Così si potrebbe immaginare la superficie di Titano: fiumi, montagne e laghi. | ESA/NASA AZOTO, METANO ED ENERGIA. Nell'alta atmosfera di Titano, l'azoto e il metano sono esposti all'azione della luce solare e alle particelle molto energetiche della magnetosfera di Saturno. Queste fonti di energia portano a far sì che si sviluppino reazioni chimiche tra l'azoto, l'idrogeno e il carbonio (carbonio e idrogeno sono le molecole che formano il metano, CH4), le quali portano alla formazione di composti prebiotici più complessi. Le molecole che si formano, essendo pesanti, tendono a scendere verso le zone inferiori dell'atmosfera e creano un denso aerosol organico che a volte raggiunge la superficie stessa di Titano.
I processi chimici che avvengono nell'atmosfera di Titano. Sono complessi e portano alle molecole base per la vita. | ESA/NASA (BIGNAMI) ALLA CARICA. Il processo della formazione delle molecole che vi abbiamo raccontato finora, però, è molto complesso e difficile da capire. Ora la sonda Cassini ha scoperto, sorprendentemente, l'esistenza di molecole con carica negativa (ossia con un surplus di elettroni) all'interno dell'aerosol. La sorpresa sta nel fatto che gli scienziati non si aspettavano di trovarle perché le molecole con cariche negative - chiamate anioni - sono fortemente reattive e quindi non dovrebbero resistere a lungo nell'atmosfera, ma reagire immediatamente con altre molecole ad originare nuove sostanze. Se sono state osservate e rilevate significa che sono molto, ma molto abbondanti. IL FORNO È NELL'AEROSOL. Nello studio appena pubblicato su Astrophysical Journal Letters, un gruppo di ricercatori ha identificato alcune molecole caricate negativamente note come "anioni di catene carboniose", che stando a quanto noto finora, sono alla base di molecole molto più complesse che, sulla Terra, devono aver reagito con altre sostanze ancora per dare origine alle prime forme di vita. È interessante il fatto che le catene di carbonio diminuiscono vicino alla superficie della luna, mentre nell'aerosol sono molto abbondanti a significare che è nell'aerosol la fornace di molecole organiche più grandi. In altre parole si può affermare che è al suo interno dove il mix tra gli atomi di azoto, carbonio e idrogeno, sottoposti a forti dosi di energia, si uniscono a formare molecole molto complesse.

- _ISTRUZIONI DI LAVORO_:
1. Traduci in inglese questa frase dell'estratto su Titano: "Se sono state osservate e rilevate significa che sono molto, ma molto abbondanti."
2. Riscrivi il passo dell'estratto su Titano da "Così si potrebbe" fino a "stessa di Titano." compreso, mettendo "Encelado" al posto di "Titano".
I record riportati di seguito non hanno alcun legame con il testo.

- _RECORD DEL DATASET_:
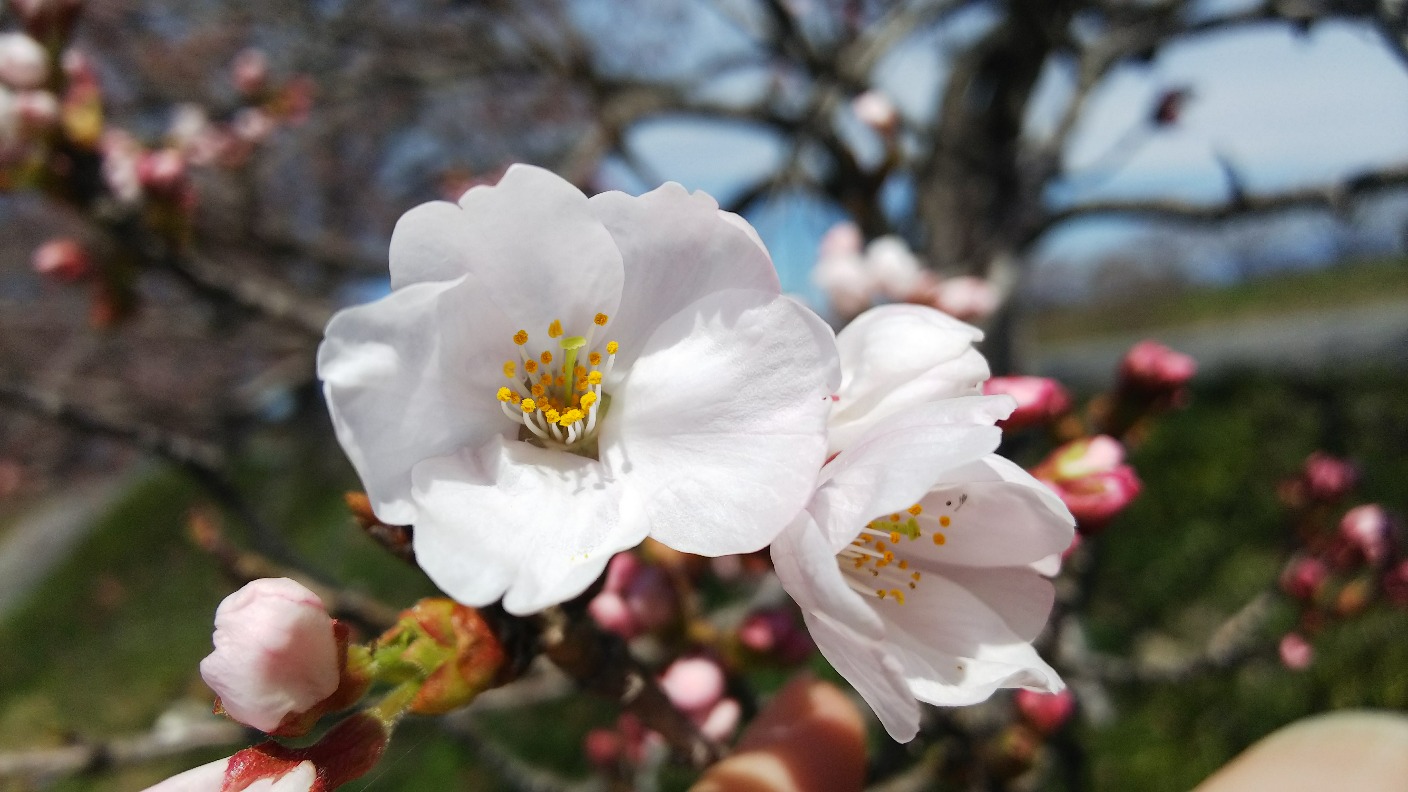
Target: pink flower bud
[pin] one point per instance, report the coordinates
(1045, 712)
(1328, 478)
(1152, 367)
(875, 110)
(162, 172)
(1039, 400)
(965, 298)
(693, 684)
(249, 71)
(275, 653)
(1366, 527)
(62, 260)
(1304, 577)
(1296, 651)
(23, 62)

- _SOLUZIONI DEGLI ESERCIZI_:
1. If they have been observed and detected, it means they are very, very abundant.

2.
Così si potrebbe immaginare la superficie di Encelado: fiumi, montagne e laghi. | ESA/NASA AZOTO, METANO ED ENERGIA. Nell'alta atmosfera di Encelado, l'azoto e il metano sono esposti all'azione della luce solare e alle particelle molto energetiche della magnetosfera di Saturno. Queste fonti di energia portano a far sì che si sviluppino reazioni chimiche tra l'azoto, l'idrogeno e il carbonio (carbonio e idrogeno sono le molecole che formano il metano, CH4), le quali portano alla formazione di composti prebiotici più complessi. Le molecole che si formano, essendo pesanti, tendono a scendere verso le zone inferiori dell'atmosfera e creano un denso aerosol organico che a volte raggiunge la superficie stessa di Encelado.